__TRY IT__. Word for word, restate the records that follow.

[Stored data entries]

================

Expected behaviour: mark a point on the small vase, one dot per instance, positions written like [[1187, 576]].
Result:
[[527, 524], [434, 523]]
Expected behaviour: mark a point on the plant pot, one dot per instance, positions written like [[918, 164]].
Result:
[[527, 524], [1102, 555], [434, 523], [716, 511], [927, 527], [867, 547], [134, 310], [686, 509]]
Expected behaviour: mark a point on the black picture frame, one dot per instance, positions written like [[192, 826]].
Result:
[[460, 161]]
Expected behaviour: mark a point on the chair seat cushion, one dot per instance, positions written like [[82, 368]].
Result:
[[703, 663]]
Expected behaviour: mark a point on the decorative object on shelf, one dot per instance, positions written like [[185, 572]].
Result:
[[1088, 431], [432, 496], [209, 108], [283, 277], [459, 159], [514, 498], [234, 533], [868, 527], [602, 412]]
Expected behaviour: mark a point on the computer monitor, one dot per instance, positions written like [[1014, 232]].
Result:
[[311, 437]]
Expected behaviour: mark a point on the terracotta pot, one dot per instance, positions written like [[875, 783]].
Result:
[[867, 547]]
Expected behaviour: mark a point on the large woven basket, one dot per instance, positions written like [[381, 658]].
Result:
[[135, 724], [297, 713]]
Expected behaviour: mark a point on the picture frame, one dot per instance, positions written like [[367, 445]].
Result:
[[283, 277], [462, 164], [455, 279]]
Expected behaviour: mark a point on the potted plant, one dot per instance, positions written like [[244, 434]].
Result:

================

__RESULT__.
Expected behaviour: mark a point on the small vase, one dot per instance, positions written like [[1187, 576]].
Result:
[[527, 524], [434, 523]]
Expected behaviour: mark a point on the plant pot, one dot per instance, positions written like [[918, 164]].
Result:
[[527, 524], [1102, 555], [434, 523], [716, 511], [927, 527], [867, 547], [134, 310], [686, 509]]
Expected behaviour: mark a point on the black picture frame, one dot per instance, positions written like [[192, 826]].
Result:
[[460, 161]]
Expected behaviour: mark a point on the chair seat cushion, one dot per instance, positions written like [[82, 368]].
Result:
[[703, 663]]
Expected behaviour: mark a point on the decorative object on shelf, one dot per instance, positions written like [[185, 572]].
Result:
[[1088, 431], [432, 496], [209, 108], [283, 277], [459, 159], [514, 498], [234, 533], [868, 527], [602, 412]]
Expected behaviour: mark a point on the computer monitor, one dot per instance, positions written like [[1014, 232]].
Result:
[[311, 437]]
Expected behaviour: mark a point on the terracotta pot, one dot per instance, positions written like [[875, 783]].
Result:
[[867, 547]]
Expected behaviour: mark a point on the large woven basket, one dot per instance, positions written like [[381, 658]].
Result:
[[135, 724], [297, 713]]
Expected behaviour: mark a point on the picture frame, one dot per instance, positions written like [[367, 445]].
Result:
[[283, 277], [462, 164], [455, 279]]
Expected behaviour: mark a point on the potted plant, one dot per instance, positions written like [[244, 434]].
Result:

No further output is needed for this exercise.